## Given problem
Return, word for word, only the lines from the one containing "of the cloudy" through the last line of the entries.

## Given entries

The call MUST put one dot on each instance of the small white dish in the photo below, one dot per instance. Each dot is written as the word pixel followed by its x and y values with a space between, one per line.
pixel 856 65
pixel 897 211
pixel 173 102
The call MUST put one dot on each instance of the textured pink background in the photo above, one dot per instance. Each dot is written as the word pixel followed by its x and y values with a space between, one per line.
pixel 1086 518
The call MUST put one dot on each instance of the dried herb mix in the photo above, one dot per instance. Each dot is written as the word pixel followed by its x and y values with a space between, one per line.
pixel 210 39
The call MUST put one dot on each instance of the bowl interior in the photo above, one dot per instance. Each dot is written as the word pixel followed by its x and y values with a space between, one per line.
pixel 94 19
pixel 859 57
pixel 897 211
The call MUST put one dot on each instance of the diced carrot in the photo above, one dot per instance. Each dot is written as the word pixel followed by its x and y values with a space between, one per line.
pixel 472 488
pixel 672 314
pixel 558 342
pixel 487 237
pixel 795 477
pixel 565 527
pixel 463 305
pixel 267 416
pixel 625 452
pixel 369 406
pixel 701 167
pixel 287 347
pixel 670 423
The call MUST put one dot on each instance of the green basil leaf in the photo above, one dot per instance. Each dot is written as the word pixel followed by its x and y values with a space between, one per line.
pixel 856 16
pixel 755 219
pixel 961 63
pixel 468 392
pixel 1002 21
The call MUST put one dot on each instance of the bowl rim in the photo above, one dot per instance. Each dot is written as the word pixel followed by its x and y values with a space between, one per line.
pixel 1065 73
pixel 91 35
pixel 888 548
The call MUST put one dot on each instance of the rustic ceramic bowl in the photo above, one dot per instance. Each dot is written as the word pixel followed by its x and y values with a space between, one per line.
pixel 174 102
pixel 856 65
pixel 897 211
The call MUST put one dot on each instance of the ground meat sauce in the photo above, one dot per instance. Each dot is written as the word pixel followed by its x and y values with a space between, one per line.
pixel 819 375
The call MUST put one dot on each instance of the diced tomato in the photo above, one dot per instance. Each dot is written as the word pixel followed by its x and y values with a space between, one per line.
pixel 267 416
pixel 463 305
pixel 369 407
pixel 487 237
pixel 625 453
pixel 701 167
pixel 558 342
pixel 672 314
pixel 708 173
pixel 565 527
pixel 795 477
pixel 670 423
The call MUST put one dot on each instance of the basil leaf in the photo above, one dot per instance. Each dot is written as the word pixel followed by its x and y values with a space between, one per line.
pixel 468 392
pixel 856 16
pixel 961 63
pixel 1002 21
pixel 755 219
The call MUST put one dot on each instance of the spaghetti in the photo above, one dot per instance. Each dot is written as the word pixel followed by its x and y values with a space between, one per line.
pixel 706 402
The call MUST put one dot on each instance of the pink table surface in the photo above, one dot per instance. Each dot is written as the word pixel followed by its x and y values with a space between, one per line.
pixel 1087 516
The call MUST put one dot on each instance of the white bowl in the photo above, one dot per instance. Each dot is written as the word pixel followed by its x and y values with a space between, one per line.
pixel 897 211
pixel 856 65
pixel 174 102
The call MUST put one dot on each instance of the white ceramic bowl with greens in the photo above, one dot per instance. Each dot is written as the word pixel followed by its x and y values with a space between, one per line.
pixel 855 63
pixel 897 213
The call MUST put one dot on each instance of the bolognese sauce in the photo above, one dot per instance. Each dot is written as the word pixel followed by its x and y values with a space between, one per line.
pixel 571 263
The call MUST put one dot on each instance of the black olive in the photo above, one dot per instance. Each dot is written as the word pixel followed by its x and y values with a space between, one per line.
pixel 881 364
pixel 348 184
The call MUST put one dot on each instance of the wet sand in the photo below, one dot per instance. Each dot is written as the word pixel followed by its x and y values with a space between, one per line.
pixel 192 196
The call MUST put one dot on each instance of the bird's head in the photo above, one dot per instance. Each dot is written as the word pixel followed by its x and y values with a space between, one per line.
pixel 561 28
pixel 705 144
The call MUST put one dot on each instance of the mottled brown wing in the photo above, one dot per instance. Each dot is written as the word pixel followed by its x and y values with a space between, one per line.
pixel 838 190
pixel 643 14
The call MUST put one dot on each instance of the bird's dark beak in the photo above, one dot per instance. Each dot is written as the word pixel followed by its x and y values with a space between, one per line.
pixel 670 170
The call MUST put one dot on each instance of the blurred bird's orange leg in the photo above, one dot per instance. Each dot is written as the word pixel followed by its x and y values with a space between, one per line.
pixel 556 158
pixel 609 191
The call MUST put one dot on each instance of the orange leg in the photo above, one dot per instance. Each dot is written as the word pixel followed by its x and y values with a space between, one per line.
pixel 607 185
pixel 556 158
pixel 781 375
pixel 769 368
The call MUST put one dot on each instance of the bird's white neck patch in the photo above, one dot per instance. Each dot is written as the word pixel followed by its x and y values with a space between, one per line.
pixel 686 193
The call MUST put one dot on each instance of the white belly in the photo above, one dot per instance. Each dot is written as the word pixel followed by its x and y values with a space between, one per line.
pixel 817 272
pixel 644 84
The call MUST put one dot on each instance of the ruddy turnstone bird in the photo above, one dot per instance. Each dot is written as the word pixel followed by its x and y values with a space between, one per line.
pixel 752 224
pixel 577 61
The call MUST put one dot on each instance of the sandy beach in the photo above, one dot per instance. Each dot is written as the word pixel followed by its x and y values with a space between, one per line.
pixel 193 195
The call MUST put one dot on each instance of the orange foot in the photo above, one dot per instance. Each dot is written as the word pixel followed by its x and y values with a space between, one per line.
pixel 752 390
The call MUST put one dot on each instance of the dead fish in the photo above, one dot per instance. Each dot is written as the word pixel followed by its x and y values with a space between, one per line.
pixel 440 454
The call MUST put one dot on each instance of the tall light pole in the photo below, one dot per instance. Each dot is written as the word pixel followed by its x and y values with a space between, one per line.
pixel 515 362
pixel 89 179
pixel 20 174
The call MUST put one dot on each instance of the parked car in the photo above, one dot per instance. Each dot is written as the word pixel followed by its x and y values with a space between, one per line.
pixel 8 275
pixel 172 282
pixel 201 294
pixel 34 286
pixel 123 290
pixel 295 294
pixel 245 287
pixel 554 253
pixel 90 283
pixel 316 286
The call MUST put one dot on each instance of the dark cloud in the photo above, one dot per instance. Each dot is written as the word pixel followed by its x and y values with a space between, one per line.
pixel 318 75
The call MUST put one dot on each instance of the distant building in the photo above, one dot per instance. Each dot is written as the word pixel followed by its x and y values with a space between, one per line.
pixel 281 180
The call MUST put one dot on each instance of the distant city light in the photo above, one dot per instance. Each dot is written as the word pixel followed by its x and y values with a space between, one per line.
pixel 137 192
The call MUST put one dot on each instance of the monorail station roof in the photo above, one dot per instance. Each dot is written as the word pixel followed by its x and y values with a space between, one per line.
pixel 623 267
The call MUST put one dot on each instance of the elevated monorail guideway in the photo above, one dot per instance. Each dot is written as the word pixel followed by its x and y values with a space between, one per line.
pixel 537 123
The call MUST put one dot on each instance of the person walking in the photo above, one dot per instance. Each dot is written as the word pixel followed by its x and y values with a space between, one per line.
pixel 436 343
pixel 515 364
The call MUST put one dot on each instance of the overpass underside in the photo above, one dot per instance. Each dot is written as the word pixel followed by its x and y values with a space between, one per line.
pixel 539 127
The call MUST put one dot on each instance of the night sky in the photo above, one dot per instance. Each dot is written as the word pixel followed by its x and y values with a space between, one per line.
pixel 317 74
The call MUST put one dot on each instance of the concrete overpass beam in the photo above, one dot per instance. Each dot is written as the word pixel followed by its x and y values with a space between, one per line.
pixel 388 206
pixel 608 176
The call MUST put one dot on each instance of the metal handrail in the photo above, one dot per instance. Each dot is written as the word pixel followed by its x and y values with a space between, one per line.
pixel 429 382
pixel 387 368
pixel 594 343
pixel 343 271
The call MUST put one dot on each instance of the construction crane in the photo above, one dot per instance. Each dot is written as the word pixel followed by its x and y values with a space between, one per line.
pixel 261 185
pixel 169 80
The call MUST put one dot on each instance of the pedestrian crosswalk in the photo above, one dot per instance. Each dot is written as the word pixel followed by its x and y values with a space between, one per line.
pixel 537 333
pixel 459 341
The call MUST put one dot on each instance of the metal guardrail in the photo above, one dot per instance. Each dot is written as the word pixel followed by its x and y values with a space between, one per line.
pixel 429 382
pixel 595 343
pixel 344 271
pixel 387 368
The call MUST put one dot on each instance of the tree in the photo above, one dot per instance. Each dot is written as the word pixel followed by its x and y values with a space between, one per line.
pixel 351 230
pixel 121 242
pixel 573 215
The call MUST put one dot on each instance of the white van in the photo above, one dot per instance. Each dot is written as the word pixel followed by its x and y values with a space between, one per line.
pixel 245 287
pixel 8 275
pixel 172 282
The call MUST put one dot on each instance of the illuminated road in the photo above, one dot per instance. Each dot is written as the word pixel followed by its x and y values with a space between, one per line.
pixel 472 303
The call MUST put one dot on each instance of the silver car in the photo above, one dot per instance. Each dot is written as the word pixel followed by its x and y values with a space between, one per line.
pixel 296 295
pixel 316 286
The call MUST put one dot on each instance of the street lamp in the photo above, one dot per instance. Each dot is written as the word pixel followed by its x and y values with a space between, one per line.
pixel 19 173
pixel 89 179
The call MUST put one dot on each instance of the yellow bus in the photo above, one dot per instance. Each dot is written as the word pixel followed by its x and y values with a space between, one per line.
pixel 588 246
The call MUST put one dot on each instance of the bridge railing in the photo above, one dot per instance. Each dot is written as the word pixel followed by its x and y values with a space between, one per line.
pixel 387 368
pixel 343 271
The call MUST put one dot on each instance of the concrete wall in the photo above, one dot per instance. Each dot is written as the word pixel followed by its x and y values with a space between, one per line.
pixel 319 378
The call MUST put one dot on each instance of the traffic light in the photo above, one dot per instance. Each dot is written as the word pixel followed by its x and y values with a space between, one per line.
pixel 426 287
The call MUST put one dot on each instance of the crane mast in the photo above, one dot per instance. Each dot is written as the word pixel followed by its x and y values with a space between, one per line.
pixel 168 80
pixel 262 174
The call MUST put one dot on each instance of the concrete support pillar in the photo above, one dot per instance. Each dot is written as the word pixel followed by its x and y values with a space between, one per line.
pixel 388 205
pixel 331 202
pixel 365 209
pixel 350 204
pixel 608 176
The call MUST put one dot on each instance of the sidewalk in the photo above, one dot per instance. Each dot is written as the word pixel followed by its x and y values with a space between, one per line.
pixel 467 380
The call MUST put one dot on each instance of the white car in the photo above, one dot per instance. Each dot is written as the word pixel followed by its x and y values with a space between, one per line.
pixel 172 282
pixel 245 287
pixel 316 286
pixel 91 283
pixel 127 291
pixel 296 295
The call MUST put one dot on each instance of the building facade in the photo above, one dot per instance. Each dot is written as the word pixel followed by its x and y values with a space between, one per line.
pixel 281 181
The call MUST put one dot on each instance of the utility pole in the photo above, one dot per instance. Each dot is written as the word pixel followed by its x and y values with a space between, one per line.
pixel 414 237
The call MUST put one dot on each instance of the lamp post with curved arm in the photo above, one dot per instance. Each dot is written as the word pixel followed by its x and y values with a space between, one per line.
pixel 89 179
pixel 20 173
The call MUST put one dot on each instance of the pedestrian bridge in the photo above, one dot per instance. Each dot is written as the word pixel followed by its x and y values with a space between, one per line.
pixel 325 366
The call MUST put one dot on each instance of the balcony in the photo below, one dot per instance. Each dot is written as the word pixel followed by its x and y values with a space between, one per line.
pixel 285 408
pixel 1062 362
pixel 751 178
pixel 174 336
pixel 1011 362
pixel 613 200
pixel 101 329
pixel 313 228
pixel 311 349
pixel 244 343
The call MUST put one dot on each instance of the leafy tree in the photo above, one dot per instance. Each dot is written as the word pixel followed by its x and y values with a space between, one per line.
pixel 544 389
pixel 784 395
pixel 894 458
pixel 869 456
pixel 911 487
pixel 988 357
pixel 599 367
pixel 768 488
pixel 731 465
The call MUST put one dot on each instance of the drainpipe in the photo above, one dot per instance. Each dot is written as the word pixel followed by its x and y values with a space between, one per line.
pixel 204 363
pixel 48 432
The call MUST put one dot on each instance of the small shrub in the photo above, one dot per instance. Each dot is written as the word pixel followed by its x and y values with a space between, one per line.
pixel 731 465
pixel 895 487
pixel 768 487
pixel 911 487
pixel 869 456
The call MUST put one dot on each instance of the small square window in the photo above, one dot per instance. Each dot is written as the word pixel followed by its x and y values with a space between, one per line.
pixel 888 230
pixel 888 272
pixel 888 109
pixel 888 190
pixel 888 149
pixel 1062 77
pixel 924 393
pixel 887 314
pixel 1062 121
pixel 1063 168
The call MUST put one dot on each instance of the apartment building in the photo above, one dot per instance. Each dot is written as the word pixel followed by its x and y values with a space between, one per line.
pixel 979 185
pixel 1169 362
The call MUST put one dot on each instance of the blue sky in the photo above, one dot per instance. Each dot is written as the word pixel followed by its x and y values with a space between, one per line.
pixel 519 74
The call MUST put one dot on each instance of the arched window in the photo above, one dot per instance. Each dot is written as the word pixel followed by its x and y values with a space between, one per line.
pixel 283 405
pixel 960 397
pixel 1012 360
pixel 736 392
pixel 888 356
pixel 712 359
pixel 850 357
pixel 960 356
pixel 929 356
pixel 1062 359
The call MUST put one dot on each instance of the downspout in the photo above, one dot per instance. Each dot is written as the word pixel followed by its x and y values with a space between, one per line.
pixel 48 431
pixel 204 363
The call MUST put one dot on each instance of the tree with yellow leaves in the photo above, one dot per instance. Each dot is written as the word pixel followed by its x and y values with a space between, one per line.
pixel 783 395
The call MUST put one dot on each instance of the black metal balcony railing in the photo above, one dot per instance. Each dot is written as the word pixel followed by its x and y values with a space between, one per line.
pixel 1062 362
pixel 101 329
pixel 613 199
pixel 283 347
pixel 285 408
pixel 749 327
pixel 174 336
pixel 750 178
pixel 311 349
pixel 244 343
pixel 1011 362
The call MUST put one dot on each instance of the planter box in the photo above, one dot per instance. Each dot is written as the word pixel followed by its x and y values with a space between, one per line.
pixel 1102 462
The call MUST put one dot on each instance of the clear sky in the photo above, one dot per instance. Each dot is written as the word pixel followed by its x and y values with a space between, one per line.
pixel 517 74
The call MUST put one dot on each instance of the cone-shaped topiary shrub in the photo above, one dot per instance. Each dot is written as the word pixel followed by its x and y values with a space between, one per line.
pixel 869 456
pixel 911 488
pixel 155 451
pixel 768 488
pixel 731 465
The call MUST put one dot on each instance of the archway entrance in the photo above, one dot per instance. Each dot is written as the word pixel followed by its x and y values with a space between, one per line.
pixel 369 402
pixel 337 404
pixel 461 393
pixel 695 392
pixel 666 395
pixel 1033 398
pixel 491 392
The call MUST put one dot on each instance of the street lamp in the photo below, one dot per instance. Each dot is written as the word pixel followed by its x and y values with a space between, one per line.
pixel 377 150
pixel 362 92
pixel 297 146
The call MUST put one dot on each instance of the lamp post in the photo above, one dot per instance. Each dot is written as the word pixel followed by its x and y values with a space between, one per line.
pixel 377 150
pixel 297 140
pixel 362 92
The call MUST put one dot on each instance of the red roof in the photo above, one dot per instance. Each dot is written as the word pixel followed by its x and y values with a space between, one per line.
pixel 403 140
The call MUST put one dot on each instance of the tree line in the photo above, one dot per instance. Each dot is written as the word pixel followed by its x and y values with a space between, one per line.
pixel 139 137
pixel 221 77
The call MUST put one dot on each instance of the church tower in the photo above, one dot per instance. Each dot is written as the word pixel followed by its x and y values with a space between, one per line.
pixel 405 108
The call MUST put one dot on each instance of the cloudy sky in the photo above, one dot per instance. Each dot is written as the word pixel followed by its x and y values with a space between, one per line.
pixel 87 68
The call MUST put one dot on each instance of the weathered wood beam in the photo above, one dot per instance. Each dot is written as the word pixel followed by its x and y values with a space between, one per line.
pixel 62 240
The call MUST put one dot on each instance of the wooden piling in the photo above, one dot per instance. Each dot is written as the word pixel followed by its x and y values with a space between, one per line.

## Written solution
The call MUST put one dot on each instance of the cloudy sky in the photo above, one dot per instance. Each dot is written as the word pixel followed by its x and y values with a space between, one per line.
pixel 87 68
The call MUST put one dot on each instance of the weathered wood beam in the photo above, one dot per instance. Each dot is written as the word pixel followed by its x and y values with a space between, one per line.
pixel 62 240
The call MUST put one dot on each instance of the wooden piling in the photo above, one dot per instance. Each dot is written as the word pixel followed by its x and y values with a space between, one per line.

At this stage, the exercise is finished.